##### AVAILABLE DATA #####

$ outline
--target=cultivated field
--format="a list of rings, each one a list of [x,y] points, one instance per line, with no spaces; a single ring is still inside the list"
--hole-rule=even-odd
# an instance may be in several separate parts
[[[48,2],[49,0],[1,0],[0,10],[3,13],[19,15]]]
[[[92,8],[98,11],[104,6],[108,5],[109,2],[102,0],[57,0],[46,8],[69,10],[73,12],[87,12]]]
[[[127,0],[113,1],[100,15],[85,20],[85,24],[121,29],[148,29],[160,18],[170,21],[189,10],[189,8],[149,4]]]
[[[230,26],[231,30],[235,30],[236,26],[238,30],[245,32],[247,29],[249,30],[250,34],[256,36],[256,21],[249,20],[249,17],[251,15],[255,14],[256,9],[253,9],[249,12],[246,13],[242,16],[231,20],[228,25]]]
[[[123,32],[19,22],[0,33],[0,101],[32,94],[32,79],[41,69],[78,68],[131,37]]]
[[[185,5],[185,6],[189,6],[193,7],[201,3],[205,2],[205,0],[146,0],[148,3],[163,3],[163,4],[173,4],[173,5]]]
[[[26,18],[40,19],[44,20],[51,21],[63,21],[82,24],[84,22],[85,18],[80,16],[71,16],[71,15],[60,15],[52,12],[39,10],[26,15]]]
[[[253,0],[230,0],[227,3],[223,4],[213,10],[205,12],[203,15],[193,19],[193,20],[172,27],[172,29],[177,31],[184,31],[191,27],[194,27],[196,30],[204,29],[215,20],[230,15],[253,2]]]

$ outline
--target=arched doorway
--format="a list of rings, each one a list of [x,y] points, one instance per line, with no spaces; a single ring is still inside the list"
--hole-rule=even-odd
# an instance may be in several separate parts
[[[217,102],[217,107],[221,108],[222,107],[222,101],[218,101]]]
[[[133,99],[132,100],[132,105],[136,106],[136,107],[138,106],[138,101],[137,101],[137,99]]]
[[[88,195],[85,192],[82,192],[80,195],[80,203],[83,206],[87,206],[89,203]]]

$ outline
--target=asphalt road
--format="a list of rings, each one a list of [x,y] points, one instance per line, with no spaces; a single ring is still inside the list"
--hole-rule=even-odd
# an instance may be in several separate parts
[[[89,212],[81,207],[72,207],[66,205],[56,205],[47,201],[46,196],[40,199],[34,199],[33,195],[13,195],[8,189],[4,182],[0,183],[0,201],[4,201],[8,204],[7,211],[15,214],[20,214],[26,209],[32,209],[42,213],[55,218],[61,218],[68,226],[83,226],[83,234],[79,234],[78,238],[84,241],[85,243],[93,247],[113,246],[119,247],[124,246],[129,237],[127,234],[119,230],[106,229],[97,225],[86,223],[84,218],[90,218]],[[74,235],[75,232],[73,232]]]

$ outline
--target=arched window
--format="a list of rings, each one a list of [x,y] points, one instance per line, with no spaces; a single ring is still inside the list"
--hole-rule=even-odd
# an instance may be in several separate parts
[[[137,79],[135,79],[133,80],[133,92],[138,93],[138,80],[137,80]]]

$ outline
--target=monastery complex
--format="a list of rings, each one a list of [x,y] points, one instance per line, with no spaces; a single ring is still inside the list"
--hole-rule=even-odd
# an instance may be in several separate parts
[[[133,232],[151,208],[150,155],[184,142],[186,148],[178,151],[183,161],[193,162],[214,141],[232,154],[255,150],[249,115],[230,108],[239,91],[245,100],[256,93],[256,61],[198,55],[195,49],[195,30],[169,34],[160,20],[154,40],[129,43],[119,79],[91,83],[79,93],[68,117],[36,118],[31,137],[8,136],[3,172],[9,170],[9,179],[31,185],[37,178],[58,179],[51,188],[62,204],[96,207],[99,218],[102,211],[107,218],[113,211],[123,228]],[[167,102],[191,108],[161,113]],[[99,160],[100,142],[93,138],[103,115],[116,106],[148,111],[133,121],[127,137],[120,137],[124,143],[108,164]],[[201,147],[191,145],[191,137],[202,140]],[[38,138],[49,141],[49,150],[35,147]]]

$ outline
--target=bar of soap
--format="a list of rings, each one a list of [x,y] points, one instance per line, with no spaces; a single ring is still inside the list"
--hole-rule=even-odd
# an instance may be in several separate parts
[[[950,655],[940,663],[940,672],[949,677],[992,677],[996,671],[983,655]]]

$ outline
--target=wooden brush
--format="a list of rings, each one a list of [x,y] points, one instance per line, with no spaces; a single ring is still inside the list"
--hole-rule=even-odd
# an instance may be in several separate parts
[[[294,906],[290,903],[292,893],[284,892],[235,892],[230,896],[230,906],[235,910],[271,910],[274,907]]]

#####

■ PROBLEM
Exactly reproduce the material above.

■ RESPONSE TO THE EXERCISE
$ outline
--target=cultivated field
--format="a list of rings, each one a list of [x,y] points, one instance per line, with no spaces; a single ring is still inside the list"
--hole-rule=even-odd
# an instance may be in several separate parts
[[[48,2],[49,0],[1,0],[0,10],[3,13],[19,15]]]
[[[92,8],[98,11],[104,6],[108,5],[109,2],[102,0],[57,0],[46,8],[69,10],[73,12],[87,12]]]
[[[127,0],[113,1],[100,15],[85,20],[85,24],[121,29],[148,29],[160,18],[170,21],[189,10],[189,8],[149,4]]]
[[[230,26],[231,30],[235,30],[236,26],[238,30],[245,32],[247,29],[249,30],[250,34],[256,36],[256,21],[249,20],[249,17],[251,15],[255,14],[256,9],[253,9],[249,12],[246,13],[242,16],[231,20],[228,25]]]
[[[123,32],[19,22],[0,33],[0,101],[32,94],[32,79],[41,69],[78,68],[131,37]]]
[[[185,5],[185,6],[189,6],[193,7],[201,3],[205,2],[205,0],[146,0],[148,3],[163,3],[163,4],[173,4],[173,5]]]
[[[26,18],[40,19],[44,20],[51,21],[63,21],[82,24],[84,22],[85,18],[80,16],[71,16],[71,15],[60,15],[52,12],[39,10],[26,15]]]
[[[253,0],[230,0],[227,3],[223,4],[213,10],[205,12],[203,15],[193,19],[193,20],[172,27],[172,29],[177,31],[184,31],[191,27],[194,27],[196,30],[204,29],[215,20],[230,15],[253,2]]]

$ outline
--target=arched doorway
--format="a list of rings, each one a list of [x,y] points, one instance per line, with no spaces; a single ring is still inside the list"
--hole-rule=even-odd
# an instance may be in several separate parts
[[[217,102],[217,107],[221,108],[222,107],[222,101],[218,101]]]
[[[133,99],[132,100],[132,105],[136,106],[136,107],[138,106],[138,101],[137,101],[137,99]]]
[[[88,195],[85,192],[82,192],[80,195],[80,203],[83,206],[87,206],[89,203]]]

$ outline
--target=asphalt road
--format="a list of rings, each one a list of [x,y] points, one instance per line, with no spaces; a single ring is still inside the list"
--hole-rule=even-odd
# an instance may be in several separate parts
[[[89,212],[81,207],[72,207],[66,205],[56,205],[47,201],[46,196],[40,199],[34,199],[33,195],[13,195],[8,189],[4,182],[0,183],[0,201],[4,201],[8,204],[7,211],[15,214],[20,214],[26,209],[32,209],[42,213],[55,218],[61,218],[68,226],[83,226],[83,234],[79,234],[78,238],[84,241],[85,243],[93,247],[113,246],[119,247],[124,246],[129,237],[127,234],[119,230],[106,229],[97,225],[86,223],[84,218],[90,218]],[[74,235],[75,232],[73,232]]]

$ outline
--target=arched window
--format="a list of rings, each one a list of [x,y] points, one instance per line, with no spaces; a single ring is still inside the list"
--hole-rule=even-odd
# an instance may be in several separate parts
[[[137,79],[135,79],[133,80],[133,92],[138,93],[138,80],[137,80]]]

$ outline
--target=monastery complex
--format="a list of rings, each one a list of [x,y] points, one instance per line, with no spaces; a single ring is still inside the list"
--hole-rule=even-odd
# an instance may be in several separate parts
[[[133,232],[151,208],[150,155],[184,142],[186,148],[178,151],[183,161],[193,162],[214,141],[232,154],[255,150],[249,115],[230,108],[239,91],[245,100],[256,93],[256,61],[198,55],[195,49],[195,30],[169,34],[160,20],[154,40],[129,43],[119,79],[91,83],[79,93],[68,117],[36,118],[31,137],[8,136],[3,172],[9,170],[9,179],[31,185],[37,178],[58,179],[51,188],[62,204],[96,207],[99,218],[102,211],[107,218],[113,211],[123,228]],[[167,102],[191,108],[161,113]],[[99,160],[100,142],[93,138],[103,115],[116,106],[148,111],[133,121],[127,137],[120,137],[124,143],[108,164]],[[201,147],[191,145],[191,137],[202,140]],[[38,138],[49,141],[49,150],[35,147]]]

$ outline
--target=bar of soap
--format="a list of rings, each one a list of [x,y] points, one instance per line, with no spaces; a single ring is still inside the list"
--hole-rule=even-odd
# an instance may be in several separate parts
[[[950,655],[940,663],[940,672],[949,677],[992,677],[996,671],[983,655]]]

$ outline
--target=wooden brush
--format="a list of rings, each one a list of [x,y] points, one instance per line, with no spaces; a single ring is still inside the list"
--hole-rule=even-odd
# an instance may be in several separate parts
[[[294,906],[290,903],[292,893],[284,892],[235,892],[230,896],[230,906],[235,910],[271,910],[274,907]]]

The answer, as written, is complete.